TASK TO COMPLETE -> In the passage on trigger point therapy below, how long did the writer's training as an RMT last?

SELECTED EXTRACT ->
The trigger point therapy workbook, by Clair Davies, p. 2

Physical therapists and chiropractors are often preoccupied to a fault with joint function, biomechanics,34 and exercise therapy. These approaches have their place, but they are often emphasized at the expense of understanding muscle pain as a sensory disorder which can easily afflict people with apparently perfect bodies, posture and fitness. A lot of patient time gets wasted trying to “straighten” patients, when all along just a little pressure on a key muscle knot might have provided relief.

Massage therapists have a lot of hands-on experience of muscle tissue, but know surprisingly little about myofascial pain syndrome. Their training standards vary wildly. Even in my three years of training as an RMT (the longest such program in the world35), I learned only the basics — barely more than this introduction! Like physical therapists and chiropractors, massage therapists are often almost absurdly preoccupied with symmetry and structure. The right hands can give you a lot of relief, but it’s hard to find — or be — the right hands.

No professionals of any kind are commonly skilled in the treatment of trigger points. Muscle tissue simply has not gotten the clinical attention it deserves, and so misdiagnosis and wrong treatment is like death and taxes — inevitable! And that is why this tutorial exists: to help you save yourself, and to educate professionals.

Those clinicians who have become skilled at diagnosing and managing myofascial trigger points frequently see patients who were referred to them by other practitioners as a last resort. These patients commonly arrive with a long list of diagnostic procedures, none of which satisfactorily explained the cause of, or relieved, the patient’s pain.

Myofascial Pain and Dysfunction, by Janet Travell, David Simons, and Lois Simons, p. 36

Does your trigger point therapist have the big red books?

Photograph of the covers of the “big red books,” the massive 2-volume textbook set, Myofascial Pain and Dysfunction: The Trigger Point manual, by Janet Travell and David Simons.

RECORDS SUPPLIED ->
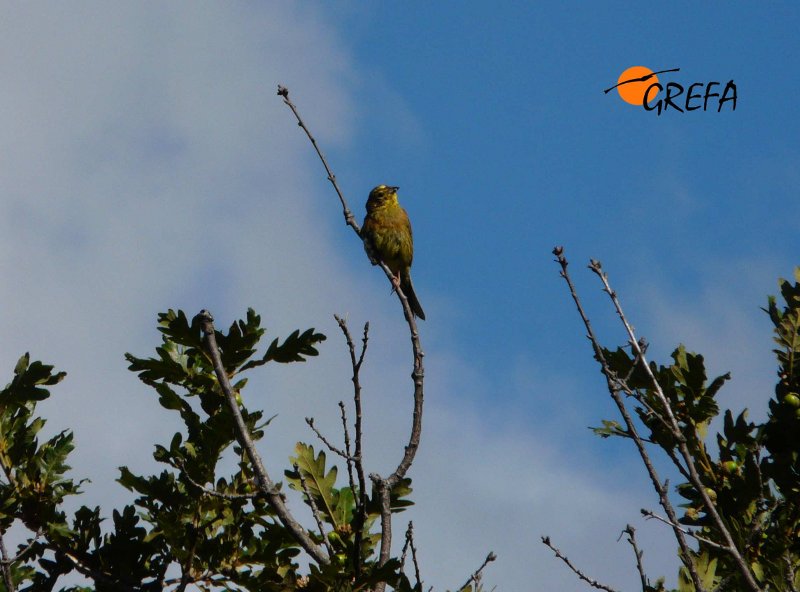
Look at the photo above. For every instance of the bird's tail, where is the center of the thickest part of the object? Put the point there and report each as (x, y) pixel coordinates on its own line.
(413, 301)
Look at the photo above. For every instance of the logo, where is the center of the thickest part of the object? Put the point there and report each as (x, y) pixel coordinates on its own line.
(640, 86)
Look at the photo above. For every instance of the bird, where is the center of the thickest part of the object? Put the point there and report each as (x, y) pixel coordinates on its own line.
(387, 235)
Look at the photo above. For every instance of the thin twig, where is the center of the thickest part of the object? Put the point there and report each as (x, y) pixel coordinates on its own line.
(476, 575)
(677, 433)
(274, 497)
(186, 566)
(349, 457)
(97, 576)
(575, 570)
(417, 374)
(6, 565)
(331, 447)
(384, 498)
(661, 490)
(410, 543)
(361, 501)
(631, 532)
(790, 573)
(686, 531)
(314, 510)
(213, 492)
(24, 551)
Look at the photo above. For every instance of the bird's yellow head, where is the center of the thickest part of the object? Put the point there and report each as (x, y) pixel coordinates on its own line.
(382, 196)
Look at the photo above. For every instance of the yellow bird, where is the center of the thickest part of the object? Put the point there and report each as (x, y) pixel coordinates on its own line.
(387, 235)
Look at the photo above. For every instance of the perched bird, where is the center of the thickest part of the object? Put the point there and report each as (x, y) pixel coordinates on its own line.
(387, 236)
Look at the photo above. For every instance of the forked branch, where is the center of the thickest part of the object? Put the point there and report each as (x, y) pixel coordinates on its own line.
(384, 485)
(265, 484)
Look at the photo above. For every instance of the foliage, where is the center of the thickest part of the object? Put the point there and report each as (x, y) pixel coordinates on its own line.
(188, 525)
(753, 483)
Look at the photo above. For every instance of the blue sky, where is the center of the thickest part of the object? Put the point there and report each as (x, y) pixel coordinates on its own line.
(147, 164)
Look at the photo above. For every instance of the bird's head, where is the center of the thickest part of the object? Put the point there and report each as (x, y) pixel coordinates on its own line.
(381, 196)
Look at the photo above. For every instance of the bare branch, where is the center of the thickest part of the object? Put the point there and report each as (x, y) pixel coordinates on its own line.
(349, 457)
(611, 384)
(274, 498)
(631, 532)
(331, 447)
(384, 499)
(417, 374)
(213, 492)
(477, 574)
(348, 215)
(361, 501)
(576, 571)
(677, 433)
(5, 567)
(410, 544)
(648, 514)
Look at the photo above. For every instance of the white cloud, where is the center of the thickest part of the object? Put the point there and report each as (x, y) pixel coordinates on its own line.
(147, 164)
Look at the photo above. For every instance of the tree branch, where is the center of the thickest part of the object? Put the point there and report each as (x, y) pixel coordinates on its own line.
(576, 571)
(417, 375)
(631, 532)
(361, 503)
(314, 509)
(661, 490)
(5, 567)
(410, 544)
(686, 531)
(688, 459)
(274, 498)
(476, 575)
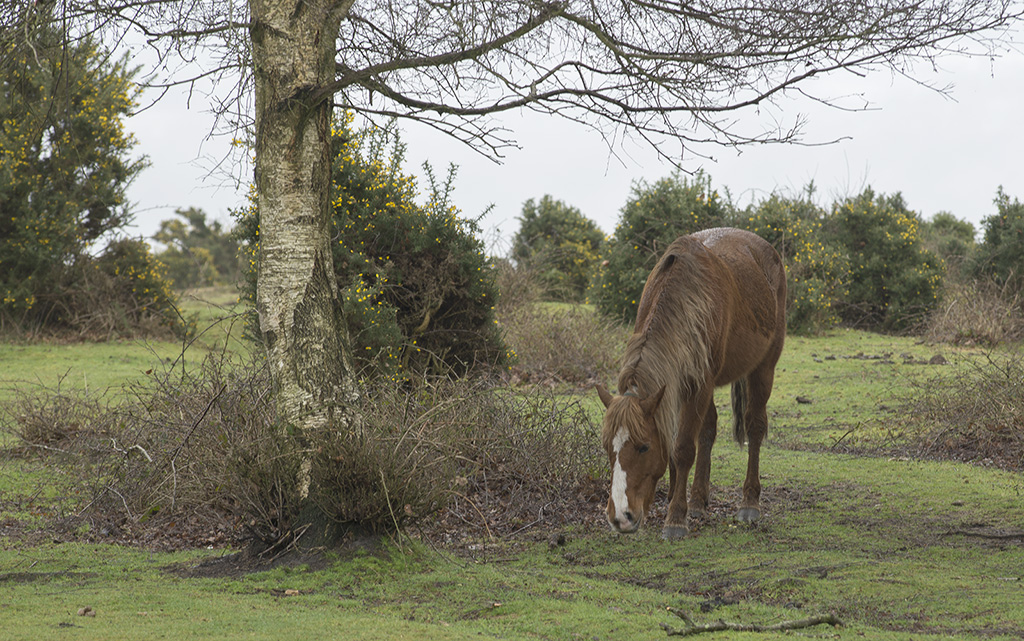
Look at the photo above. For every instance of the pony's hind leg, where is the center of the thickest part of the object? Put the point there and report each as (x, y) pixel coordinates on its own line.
(759, 389)
(700, 492)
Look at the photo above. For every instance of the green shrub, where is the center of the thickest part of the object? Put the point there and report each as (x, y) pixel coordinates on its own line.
(654, 216)
(198, 253)
(65, 166)
(894, 282)
(1000, 256)
(418, 292)
(560, 245)
(816, 272)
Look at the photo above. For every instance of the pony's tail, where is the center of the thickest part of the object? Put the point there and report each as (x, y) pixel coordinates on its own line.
(738, 411)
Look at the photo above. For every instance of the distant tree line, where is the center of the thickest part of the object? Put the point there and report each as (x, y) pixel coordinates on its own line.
(866, 260)
(419, 292)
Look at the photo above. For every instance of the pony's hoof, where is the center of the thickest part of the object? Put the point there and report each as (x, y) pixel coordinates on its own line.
(675, 532)
(748, 515)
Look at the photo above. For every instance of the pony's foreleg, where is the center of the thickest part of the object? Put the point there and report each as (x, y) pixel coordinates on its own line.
(700, 492)
(683, 456)
(759, 388)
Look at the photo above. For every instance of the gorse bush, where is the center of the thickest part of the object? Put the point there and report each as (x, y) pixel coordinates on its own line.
(418, 291)
(65, 166)
(1000, 256)
(894, 283)
(816, 271)
(559, 245)
(654, 216)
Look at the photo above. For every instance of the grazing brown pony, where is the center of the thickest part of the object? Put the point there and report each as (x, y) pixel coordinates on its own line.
(713, 312)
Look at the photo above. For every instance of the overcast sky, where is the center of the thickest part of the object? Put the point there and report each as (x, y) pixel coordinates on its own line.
(943, 153)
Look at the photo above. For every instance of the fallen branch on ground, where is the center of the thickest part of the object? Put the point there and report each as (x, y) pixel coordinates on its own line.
(721, 626)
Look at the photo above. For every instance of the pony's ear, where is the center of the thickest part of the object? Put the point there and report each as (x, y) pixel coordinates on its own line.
(650, 403)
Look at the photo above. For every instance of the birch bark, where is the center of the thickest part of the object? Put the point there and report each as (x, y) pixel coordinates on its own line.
(293, 52)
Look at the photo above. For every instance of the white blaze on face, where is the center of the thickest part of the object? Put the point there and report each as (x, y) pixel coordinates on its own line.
(619, 477)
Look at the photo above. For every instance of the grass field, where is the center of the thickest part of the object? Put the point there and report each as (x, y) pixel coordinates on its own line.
(896, 547)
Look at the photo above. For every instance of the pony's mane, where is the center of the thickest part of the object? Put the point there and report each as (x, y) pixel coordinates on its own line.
(669, 346)
(624, 411)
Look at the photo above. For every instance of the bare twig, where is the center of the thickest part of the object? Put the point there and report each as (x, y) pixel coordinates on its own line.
(721, 626)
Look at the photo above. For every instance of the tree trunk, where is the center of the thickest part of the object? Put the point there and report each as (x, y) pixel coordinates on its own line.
(293, 49)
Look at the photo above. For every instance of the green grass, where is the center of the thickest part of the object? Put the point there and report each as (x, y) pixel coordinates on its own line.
(893, 546)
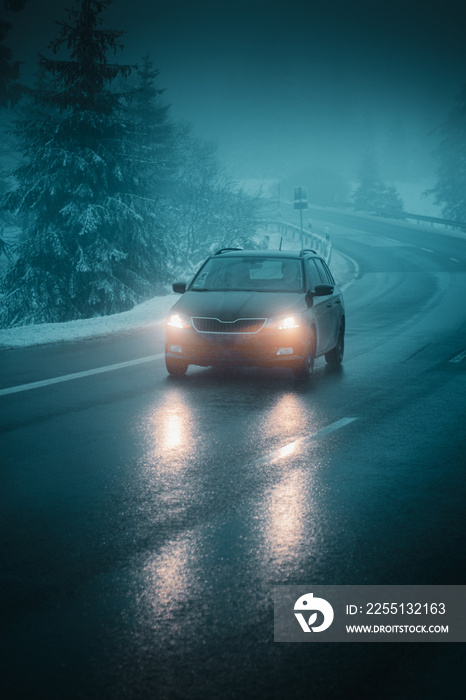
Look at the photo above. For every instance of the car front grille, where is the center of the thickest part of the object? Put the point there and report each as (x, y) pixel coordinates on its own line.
(241, 325)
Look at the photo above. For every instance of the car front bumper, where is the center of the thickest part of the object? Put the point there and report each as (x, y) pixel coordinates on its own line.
(265, 349)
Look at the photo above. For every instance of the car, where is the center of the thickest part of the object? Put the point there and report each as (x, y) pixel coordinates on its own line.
(257, 308)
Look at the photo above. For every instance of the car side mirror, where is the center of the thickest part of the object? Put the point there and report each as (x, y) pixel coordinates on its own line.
(323, 290)
(179, 287)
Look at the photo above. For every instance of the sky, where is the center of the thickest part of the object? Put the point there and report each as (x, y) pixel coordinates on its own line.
(288, 89)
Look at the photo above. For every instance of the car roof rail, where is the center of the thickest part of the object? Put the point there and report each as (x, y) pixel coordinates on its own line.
(226, 250)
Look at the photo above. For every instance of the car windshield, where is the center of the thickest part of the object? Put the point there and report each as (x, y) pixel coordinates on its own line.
(259, 274)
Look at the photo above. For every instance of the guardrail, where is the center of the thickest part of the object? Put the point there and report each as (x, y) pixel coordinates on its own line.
(393, 214)
(310, 239)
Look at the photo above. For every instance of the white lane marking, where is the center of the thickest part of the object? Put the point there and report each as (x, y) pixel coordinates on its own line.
(291, 447)
(459, 357)
(78, 375)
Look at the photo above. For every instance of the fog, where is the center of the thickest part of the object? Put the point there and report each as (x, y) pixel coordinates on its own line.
(294, 91)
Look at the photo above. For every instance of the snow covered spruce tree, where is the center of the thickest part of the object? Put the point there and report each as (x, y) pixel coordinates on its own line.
(450, 190)
(94, 247)
(209, 209)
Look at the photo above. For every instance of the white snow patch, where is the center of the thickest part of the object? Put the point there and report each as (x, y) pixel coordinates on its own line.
(149, 313)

ANSWER TO THIS EXERCISE -> Three years.